What is expected — Filter the lines below, copying every one that contains the string "dark". Case counts.

____

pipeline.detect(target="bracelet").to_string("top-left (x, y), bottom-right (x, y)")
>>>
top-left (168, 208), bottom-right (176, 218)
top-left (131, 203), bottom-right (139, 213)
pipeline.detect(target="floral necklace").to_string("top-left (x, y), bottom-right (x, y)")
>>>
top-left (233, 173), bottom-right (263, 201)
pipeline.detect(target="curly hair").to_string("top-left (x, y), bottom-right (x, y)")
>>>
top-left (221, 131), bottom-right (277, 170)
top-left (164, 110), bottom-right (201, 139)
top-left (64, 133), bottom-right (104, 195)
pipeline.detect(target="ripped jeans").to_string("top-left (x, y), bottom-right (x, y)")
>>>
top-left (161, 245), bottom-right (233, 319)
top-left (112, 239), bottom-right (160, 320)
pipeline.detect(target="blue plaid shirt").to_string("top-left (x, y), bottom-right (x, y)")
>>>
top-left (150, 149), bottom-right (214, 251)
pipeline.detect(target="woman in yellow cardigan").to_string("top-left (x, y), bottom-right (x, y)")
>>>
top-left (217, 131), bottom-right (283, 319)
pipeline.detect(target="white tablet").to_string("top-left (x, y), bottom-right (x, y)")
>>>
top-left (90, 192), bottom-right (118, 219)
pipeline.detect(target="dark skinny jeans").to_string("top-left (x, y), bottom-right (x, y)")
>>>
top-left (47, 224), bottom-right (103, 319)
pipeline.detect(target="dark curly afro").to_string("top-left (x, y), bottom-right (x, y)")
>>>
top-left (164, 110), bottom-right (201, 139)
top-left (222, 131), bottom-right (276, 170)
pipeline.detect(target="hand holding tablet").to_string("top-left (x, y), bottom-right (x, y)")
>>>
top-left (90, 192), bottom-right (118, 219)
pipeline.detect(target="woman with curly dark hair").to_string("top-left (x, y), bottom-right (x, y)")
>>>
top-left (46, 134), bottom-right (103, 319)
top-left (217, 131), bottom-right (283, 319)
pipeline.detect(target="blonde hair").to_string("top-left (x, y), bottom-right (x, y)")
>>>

____

Response below —
pipeline.detect(target="dark skinny jeans").to_string("top-left (x, y), bottom-right (x, y)")
pipeline.detect(target="dark curly afro").to_string("top-left (x, y), bottom-right (x, y)")
pipeline.detect(target="woman with curly dark hair").to_string("top-left (x, y), bottom-right (x, y)")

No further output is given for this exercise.